- [Material for this exercise]
= = = = = = =

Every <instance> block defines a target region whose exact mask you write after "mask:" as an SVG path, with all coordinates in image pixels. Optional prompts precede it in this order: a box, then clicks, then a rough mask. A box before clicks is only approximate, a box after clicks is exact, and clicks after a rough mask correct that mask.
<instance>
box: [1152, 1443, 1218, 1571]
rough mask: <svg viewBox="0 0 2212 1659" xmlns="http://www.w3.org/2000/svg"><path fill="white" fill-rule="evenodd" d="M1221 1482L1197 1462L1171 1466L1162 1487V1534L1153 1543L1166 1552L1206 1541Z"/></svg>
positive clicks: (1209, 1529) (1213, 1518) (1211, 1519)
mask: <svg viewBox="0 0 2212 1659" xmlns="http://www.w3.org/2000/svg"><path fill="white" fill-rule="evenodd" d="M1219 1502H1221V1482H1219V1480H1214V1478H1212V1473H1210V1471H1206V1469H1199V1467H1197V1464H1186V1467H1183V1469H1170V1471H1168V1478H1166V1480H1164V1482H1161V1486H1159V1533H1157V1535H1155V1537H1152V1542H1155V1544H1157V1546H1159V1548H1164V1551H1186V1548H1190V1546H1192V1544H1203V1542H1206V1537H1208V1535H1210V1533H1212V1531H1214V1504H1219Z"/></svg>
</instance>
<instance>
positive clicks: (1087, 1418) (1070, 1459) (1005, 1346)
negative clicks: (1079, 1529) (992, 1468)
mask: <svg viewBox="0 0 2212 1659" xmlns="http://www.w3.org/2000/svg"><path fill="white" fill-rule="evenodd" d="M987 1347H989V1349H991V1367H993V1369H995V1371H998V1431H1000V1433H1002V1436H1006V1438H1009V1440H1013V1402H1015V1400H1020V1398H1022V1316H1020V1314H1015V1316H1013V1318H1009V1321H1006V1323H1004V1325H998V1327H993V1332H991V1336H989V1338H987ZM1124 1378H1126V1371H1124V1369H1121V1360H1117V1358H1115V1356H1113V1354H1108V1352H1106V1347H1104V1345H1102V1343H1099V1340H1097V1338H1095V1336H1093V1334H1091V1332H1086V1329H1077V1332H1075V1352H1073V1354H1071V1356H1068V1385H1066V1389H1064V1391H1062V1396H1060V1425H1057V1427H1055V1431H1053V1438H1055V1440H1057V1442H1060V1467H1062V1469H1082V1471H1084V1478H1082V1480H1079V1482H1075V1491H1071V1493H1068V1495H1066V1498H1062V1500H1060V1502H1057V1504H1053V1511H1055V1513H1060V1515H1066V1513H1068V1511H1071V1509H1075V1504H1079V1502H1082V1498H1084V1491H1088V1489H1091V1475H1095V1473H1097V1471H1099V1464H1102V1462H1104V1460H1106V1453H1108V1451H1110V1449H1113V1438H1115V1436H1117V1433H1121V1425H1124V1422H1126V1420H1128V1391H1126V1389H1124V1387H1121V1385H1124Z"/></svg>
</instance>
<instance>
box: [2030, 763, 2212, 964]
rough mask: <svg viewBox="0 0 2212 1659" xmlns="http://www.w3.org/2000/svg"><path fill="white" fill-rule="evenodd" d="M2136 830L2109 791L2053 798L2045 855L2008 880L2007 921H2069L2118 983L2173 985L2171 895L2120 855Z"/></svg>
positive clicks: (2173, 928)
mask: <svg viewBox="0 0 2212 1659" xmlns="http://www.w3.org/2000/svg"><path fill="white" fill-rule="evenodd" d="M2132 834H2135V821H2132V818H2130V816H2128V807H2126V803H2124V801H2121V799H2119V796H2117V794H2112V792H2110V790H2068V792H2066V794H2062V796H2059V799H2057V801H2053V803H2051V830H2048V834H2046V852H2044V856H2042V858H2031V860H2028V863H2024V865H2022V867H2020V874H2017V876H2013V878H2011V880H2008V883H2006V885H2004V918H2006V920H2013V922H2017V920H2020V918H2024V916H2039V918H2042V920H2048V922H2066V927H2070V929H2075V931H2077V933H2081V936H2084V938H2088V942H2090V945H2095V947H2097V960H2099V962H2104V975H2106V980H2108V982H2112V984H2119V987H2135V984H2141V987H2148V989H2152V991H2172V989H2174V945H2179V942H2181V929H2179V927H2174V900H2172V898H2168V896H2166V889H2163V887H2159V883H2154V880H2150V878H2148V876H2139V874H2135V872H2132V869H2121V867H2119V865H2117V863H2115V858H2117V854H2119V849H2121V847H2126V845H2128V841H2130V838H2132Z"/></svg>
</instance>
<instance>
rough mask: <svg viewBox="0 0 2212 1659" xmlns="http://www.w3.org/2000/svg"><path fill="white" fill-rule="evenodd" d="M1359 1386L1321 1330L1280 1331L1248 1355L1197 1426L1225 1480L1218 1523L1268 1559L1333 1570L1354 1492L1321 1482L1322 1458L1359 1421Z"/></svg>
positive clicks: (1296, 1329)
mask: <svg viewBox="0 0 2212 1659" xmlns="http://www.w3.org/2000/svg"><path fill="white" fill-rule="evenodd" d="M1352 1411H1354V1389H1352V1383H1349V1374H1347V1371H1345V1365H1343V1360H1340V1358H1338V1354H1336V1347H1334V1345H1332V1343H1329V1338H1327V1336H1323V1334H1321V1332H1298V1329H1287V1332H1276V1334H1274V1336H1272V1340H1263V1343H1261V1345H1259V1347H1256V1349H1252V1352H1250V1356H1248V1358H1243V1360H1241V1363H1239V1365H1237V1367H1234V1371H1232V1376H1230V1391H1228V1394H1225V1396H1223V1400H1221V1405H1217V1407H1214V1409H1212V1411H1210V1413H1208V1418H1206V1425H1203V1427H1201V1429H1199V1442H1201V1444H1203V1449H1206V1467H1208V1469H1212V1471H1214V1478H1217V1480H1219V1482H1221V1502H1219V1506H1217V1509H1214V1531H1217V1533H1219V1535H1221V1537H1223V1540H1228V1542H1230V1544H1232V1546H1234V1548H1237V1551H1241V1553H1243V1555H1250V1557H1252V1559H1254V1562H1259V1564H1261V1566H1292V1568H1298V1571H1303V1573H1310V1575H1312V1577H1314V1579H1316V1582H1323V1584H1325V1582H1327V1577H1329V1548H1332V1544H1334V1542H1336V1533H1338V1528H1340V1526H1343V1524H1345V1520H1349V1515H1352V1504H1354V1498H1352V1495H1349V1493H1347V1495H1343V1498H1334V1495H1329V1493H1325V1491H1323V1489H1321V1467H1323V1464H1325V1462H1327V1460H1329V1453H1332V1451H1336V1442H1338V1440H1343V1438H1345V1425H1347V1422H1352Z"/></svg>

= = = = = = =

- [Exercise aim]
Your response should consist of the listing, reproduced exactly.

- [Solution for this exercise]
Every <instance> block defines a target region whose exact mask you write after "mask:" as an SVG path, with all coordinates in image pixels. Optional prompts precede it in this order: a box, then clicks, then a rough mask. A box before clicks is only approximate, a box after clicks is exact, and clicks after a rough mask correct that mask.
<instance>
box: [1152, 1443, 1218, 1571]
rough mask: <svg viewBox="0 0 2212 1659" xmlns="http://www.w3.org/2000/svg"><path fill="white" fill-rule="evenodd" d="M1221 1482L1197 1462L1171 1466L1162 1487V1534L1153 1543L1166 1552L1206 1541Z"/></svg>
positive clicks: (1209, 1529) (1213, 1518) (1211, 1519)
mask: <svg viewBox="0 0 2212 1659" xmlns="http://www.w3.org/2000/svg"><path fill="white" fill-rule="evenodd" d="M1219 1502H1221V1482H1219V1480H1214V1478H1212V1473H1210V1471H1206V1469H1199V1467H1197V1464H1186V1467H1183V1469H1170V1471H1168V1478H1166V1480H1164V1482H1161V1486H1159V1533H1157V1535H1155V1537H1152V1542H1155V1544H1157V1546H1159V1548H1164V1551H1186V1548H1190V1546H1192V1544H1203V1542H1206V1537H1208V1535H1210V1533H1212V1531H1214V1504H1219Z"/></svg>
</instance>
<instance>
positive clicks: (1087, 1418) (1070, 1459) (1005, 1346)
negative clicks: (1079, 1529) (992, 1468)
mask: <svg viewBox="0 0 2212 1659" xmlns="http://www.w3.org/2000/svg"><path fill="white" fill-rule="evenodd" d="M987 1347H989V1349H991V1367H993V1369H995V1371H998V1431H1000V1433H1002V1436H1006V1438H1009V1440H1013V1402H1015V1400H1020V1398H1022V1316H1020V1314H1015V1316H1013V1318H1009V1321H1006V1323H1004V1325H998V1327H993V1332H991V1336H989V1338H987ZM1124 1378H1126V1371H1124V1369H1121V1360H1117V1358H1115V1356H1113V1354H1108V1352H1106V1347H1104V1345H1102V1343H1099V1340H1097V1338H1095V1336H1093V1334H1091V1332H1086V1329H1077V1332H1075V1352H1073V1354H1071V1356H1068V1385H1066V1389H1064V1391H1062V1396H1060V1425H1057V1427H1055V1431H1053V1438H1055V1440H1057V1442H1060V1467H1062V1469H1082V1471H1084V1478H1082V1480H1079V1482H1075V1491H1071V1493H1068V1495H1066V1498H1062V1500H1060V1502H1057V1504H1053V1511H1055V1513H1060V1515H1066V1513H1068V1511H1071V1509H1075V1504H1079V1502H1082V1498H1084V1491H1088V1489H1091V1475H1095V1473H1097V1471H1099V1464H1102V1462H1104V1460H1106V1453H1108V1451H1110V1449H1113V1438H1115V1436H1117V1433H1121V1425H1124V1422H1126V1420H1128V1391H1126V1389H1124V1387H1121V1385H1124Z"/></svg>
</instance>
<instance>
box: [2030, 763, 2212, 964]
rough mask: <svg viewBox="0 0 2212 1659" xmlns="http://www.w3.org/2000/svg"><path fill="white" fill-rule="evenodd" d="M2136 830L2109 791L2053 798L2045 855L2008 880L2007 921H2069L2118 983L2173 985L2171 895L2120 855Z"/></svg>
positive clicks: (2173, 928)
mask: <svg viewBox="0 0 2212 1659" xmlns="http://www.w3.org/2000/svg"><path fill="white" fill-rule="evenodd" d="M2132 834H2135V821H2132V818H2130V816H2128V807H2126V803H2124V801H2121V799H2119V796H2117V794H2112V792H2110V790H2068V792H2066V794H2062V796H2059V799H2057V801H2053V803H2051V830H2048V834H2046V852H2044V856H2042V858H2031V860H2028V863H2024V865H2022V867H2020V874H2017V876H2013V878H2011V880H2008V883H2006V885H2004V918H2006V920H2013V922H2017V920H2020V918H2024V916H2039V918H2042V920H2048V922H2066V927H2070V929H2075V931H2077V933H2081V936H2084V938H2088V942H2090V945H2095V947H2097V960H2099V962H2104V975H2106V980H2108V982H2112V984H2119V987H2135V984H2141V987H2148V989H2152V991H2172V989H2174V945H2179V942H2181V929H2179V927H2174V900H2172V898H2168V896H2166V889H2163V887H2159V883H2154V880H2150V878H2148V876H2139V874H2135V872H2132V869H2121V867H2119V865H2117V863H2115V858H2117V854H2119V849H2121V847H2126V845H2128V841H2130V838H2132Z"/></svg>
</instance>
<instance>
rough mask: <svg viewBox="0 0 2212 1659" xmlns="http://www.w3.org/2000/svg"><path fill="white" fill-rule="evenodd" d="M1359 1386L1321 1330L1280 1331L1248 1355L1197 1426L1225 1480L1218 1523L1268 1559L1333 1570L1354 1492L1321 1482L1322 1458L1359 1421Z"/></svg>
positive clicks: (1296, 1329)
mask: <svg viewBox="0 0 2212 1659" xmlns="http://www.w3.org/2000/svg"><path fill="white" fill-rule="evenodd" d="M1352 1411H1354V1389H1352V1383H1349V1374H1347V1371H1345V1365H1343V1360H1340V1358H1338V1354H1336V1347H1334V1345H1332V1343H1329V1338H1327V1336H1323V1334H1321V1332H1298V1329H1287V1332H1276V1334H1274V1336H1272V1340H1263V1343H1261V1345H1259V1347H1256V1349H1252V1352H1250V1356H1248V1358H1243V1360H1241V1363H1239V1365H1237V1367H1234V1371H1232V1376H1230V1391H1228V1394H1225V1396H1223V1400H1221V1405H1217V1407H1214V1409H1212V1411H1210V1413H1208V1418H1206V1425H1203V1427H1201V1429H1199V1442H1201V1444H1203V1449H1206V1467H1208V1469H1212V1471H1214V1478H1217V1480H1219V1482H1221V1502H1219V1506H1217V1509H1214V1531H1217V1533H1219V1535H1221V1537H1223V1540H1228V1542H1230V1544H1232V1546H1234V1548H1237V1551H1241V1553H1243V1555H1250V1557H1252V1559H1254V1562H1259V1564H1261V1566H1292V1568H1298V1571H1303V1573H1310V1575H1312V1577H1314V1579H1316V1582H1323V1584H1325V1582H1327V1577H1329V1548H1332V1544H1334V1542H1336V1533H1338V1528H1340V1526H1343V1524H1345V1520H1349V1515H1352V1504H1354V1498H1352V1495H1349V1493H1347V1495H1343V1498H1334V1495H1329V1493H1325V1491H1323V1489H1321V1467H1323V1464H1325V1462H1327V1460H1329V1453H1332V1451H1336V1442H1338V1440H1343V1438H1345V1425H1347V1422H1352Z"/></svg>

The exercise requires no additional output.